» Requirement A:
Please decide whether each statement below agrees with the passage on dissociative identity disorder, answering yes or no and quoting the deciding words of that passage. (i) The condition was previously called multiple personality disorder. (ii) Community based studies put its prevalence at about ten percent. (iii) The dissociative features of PTSD are covered in this same piece.
» Requirement B:
Write the next part of the passage on dissociative identity disorder, starting after its final sentence.

» Given text:
Dissociative identity disorder (DID), formerly known as multiple personality disorder, is a complex, chronic condition characterized by disruption in autobiographical memory and in the sense of having a unified identity. The disorder has been most commonly conceptualized as originating in the context of severe trauma during the patient’s childhood.

The prevalence of DID has been estimated at approximately one percent in community based studies. High rates of co-occurring psychiatric disorders have been reported, including posttraumatic stress disorder (PTSD), borderline personality disorder, substance abuse, depression, and somatoform disorder.

The epidemiology, pathogenesis, clinical manifestations, course, and diagnosis of DID are presented here. The epidemiology, pathogenesis, clinical manifestations, and diagnosis of PTSD with dissociative features are discussed separately. (See "Dissociative aspects of posttraumatic stress disorder: Epidemiology, clinical manifestations, assessment, and diagnosis".)

» Data supplied:
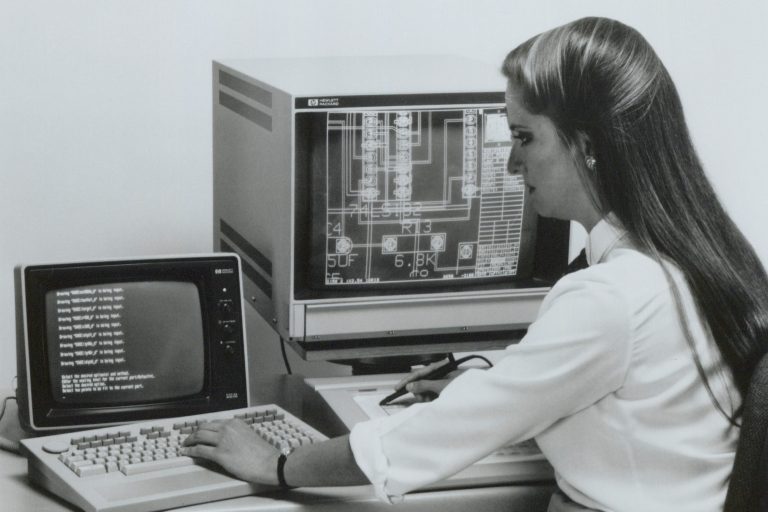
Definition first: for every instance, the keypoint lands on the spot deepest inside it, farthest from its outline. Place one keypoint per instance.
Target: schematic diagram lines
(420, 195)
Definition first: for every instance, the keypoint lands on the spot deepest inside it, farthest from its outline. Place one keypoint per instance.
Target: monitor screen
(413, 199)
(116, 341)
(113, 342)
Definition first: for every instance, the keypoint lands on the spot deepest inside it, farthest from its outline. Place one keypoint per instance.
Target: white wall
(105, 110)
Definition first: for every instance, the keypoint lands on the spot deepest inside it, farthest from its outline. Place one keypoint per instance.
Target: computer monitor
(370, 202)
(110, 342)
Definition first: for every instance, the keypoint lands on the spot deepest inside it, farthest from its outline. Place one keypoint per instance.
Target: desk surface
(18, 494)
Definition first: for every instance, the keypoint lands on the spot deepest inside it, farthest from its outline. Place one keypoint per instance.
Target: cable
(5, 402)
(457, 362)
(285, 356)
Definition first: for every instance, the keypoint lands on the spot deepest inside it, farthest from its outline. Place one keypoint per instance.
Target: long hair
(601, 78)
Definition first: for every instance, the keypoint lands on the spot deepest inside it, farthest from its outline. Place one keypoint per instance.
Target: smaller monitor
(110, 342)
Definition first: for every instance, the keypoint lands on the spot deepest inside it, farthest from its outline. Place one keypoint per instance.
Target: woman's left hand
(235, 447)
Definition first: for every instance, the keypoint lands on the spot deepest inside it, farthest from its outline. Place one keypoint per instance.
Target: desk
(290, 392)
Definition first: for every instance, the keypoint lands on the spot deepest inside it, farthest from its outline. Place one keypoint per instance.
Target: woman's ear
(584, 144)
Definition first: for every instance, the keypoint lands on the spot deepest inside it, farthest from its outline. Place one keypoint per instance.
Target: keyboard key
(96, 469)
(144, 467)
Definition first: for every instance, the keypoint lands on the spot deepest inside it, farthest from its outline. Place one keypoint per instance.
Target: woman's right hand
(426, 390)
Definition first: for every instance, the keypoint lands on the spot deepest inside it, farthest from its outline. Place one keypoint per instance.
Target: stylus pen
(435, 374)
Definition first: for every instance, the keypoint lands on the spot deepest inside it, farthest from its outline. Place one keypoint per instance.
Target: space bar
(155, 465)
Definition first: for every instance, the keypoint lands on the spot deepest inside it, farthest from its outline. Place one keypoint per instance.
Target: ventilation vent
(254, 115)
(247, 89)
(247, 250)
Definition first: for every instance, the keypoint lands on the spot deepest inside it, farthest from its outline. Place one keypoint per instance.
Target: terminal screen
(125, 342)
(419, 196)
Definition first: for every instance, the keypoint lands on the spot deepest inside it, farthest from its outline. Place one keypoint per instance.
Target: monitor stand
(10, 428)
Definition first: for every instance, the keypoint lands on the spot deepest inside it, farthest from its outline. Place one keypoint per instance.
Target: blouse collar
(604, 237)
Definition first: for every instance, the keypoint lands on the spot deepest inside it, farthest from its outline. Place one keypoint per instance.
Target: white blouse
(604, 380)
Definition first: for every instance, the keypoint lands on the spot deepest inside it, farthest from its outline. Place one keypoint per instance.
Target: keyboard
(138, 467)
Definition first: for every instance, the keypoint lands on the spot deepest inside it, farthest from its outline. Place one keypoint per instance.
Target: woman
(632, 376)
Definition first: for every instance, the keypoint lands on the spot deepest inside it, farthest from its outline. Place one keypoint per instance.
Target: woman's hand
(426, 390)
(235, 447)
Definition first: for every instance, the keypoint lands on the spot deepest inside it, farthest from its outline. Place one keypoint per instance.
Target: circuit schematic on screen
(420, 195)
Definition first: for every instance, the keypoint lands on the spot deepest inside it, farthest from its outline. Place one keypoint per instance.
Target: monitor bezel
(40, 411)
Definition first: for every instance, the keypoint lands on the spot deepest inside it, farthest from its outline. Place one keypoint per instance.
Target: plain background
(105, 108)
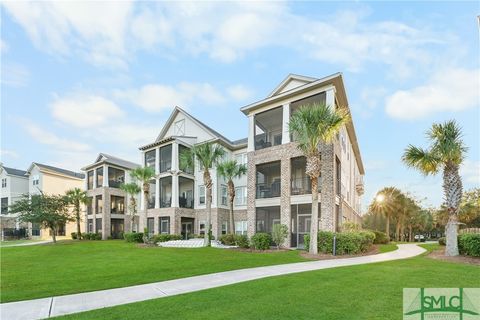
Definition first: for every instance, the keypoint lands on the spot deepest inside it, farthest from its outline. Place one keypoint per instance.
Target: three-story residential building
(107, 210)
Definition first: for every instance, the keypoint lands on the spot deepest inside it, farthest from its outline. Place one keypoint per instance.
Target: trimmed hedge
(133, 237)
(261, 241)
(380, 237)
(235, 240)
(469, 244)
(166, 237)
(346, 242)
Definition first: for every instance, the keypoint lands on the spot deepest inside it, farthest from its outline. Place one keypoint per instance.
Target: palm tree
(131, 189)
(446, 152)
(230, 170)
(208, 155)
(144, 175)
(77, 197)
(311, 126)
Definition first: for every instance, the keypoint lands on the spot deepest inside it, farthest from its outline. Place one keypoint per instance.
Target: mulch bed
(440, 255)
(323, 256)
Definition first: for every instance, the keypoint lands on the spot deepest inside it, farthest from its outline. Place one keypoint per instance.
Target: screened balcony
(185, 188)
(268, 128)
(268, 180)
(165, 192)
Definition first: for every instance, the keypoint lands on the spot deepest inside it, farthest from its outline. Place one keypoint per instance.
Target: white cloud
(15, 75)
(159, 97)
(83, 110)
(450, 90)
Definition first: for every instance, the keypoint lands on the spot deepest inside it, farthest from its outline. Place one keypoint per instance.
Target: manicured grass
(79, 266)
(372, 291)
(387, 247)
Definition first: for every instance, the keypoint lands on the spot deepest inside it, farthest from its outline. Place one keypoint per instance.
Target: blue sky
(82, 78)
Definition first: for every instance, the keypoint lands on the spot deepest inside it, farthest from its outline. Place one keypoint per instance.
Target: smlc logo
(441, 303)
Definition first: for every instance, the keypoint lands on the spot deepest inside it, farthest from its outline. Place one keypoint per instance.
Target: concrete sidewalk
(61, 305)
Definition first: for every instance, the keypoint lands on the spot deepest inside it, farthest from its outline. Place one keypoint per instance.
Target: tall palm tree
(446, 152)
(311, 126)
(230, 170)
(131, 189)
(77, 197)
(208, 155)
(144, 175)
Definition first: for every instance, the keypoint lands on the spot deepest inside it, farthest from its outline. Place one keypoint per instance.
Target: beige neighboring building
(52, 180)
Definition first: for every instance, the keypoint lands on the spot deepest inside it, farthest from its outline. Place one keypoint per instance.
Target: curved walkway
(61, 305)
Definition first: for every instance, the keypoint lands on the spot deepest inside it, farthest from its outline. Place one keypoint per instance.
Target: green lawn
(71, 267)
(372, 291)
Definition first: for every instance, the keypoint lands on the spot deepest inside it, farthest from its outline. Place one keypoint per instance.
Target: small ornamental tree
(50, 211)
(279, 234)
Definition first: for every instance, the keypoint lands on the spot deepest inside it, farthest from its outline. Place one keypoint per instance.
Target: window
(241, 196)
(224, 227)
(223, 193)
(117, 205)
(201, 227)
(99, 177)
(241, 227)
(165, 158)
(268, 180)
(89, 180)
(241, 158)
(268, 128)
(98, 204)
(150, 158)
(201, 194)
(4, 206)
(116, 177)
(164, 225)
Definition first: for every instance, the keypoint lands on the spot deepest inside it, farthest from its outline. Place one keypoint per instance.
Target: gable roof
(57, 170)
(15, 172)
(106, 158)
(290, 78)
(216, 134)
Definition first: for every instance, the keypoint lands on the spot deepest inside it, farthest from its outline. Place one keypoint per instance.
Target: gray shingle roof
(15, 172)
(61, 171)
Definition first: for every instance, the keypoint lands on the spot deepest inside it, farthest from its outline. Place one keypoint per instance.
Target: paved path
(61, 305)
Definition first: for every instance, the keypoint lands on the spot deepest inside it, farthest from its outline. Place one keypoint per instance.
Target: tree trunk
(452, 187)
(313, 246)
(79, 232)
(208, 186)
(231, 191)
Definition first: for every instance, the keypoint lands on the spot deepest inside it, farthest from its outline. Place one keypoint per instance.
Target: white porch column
...
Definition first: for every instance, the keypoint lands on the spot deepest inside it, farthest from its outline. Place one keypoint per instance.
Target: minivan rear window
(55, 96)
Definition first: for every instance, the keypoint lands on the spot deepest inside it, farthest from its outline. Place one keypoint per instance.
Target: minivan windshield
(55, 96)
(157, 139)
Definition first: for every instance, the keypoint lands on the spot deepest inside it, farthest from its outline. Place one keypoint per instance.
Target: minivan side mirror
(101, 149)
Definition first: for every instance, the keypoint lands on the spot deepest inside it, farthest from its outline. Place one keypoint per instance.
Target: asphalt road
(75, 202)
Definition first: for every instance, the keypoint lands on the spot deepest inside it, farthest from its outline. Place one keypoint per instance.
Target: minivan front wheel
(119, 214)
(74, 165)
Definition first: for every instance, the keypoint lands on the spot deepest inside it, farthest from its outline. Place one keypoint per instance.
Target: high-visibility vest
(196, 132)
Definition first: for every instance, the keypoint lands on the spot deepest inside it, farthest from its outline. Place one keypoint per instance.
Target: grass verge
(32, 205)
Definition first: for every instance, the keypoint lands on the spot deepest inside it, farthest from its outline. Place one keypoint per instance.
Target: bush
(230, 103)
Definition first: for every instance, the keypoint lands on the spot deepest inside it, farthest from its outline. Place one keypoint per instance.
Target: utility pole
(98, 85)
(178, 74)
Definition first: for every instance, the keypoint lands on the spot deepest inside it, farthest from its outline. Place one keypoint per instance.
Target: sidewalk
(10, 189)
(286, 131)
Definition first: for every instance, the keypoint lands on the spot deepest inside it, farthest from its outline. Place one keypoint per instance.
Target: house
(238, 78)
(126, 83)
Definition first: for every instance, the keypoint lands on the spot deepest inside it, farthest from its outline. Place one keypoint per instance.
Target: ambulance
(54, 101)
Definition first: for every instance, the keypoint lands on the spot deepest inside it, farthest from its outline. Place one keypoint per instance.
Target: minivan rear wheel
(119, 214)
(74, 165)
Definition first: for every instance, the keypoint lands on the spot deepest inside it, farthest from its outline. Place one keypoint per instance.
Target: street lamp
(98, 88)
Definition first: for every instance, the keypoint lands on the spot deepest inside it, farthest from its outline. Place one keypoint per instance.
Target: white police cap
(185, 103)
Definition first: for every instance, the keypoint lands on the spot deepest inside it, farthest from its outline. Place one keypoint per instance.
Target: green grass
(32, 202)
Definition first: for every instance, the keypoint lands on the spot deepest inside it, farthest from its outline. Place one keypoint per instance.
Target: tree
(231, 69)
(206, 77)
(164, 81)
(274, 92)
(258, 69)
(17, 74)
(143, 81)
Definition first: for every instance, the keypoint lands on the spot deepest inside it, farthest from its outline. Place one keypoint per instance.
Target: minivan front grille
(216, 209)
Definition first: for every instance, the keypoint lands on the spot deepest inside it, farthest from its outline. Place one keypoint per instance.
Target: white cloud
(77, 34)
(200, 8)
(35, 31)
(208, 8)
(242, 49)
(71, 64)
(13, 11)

» Written reply A:
(i) Yes: "formerly known as multiple personality disorder"
(ii) No: "approximately one percent in community based studies"
(iii) No: "are discussed separately"

» Written reply B:
Dissociative identity disorder (DID) is one of several dissociative disorders. Dissociation has been defined as a disruption of and/or discontinuity in the normal integration of consciousness, memory, identity, emotion, perception, body representation, motor control, and behavior [1]. When one or more of these functions are disrupted, characteristic impairments can be seen in these functions:

Consciousness — Impaired consciousness is characterized by decreased responsiveness to external stimuli.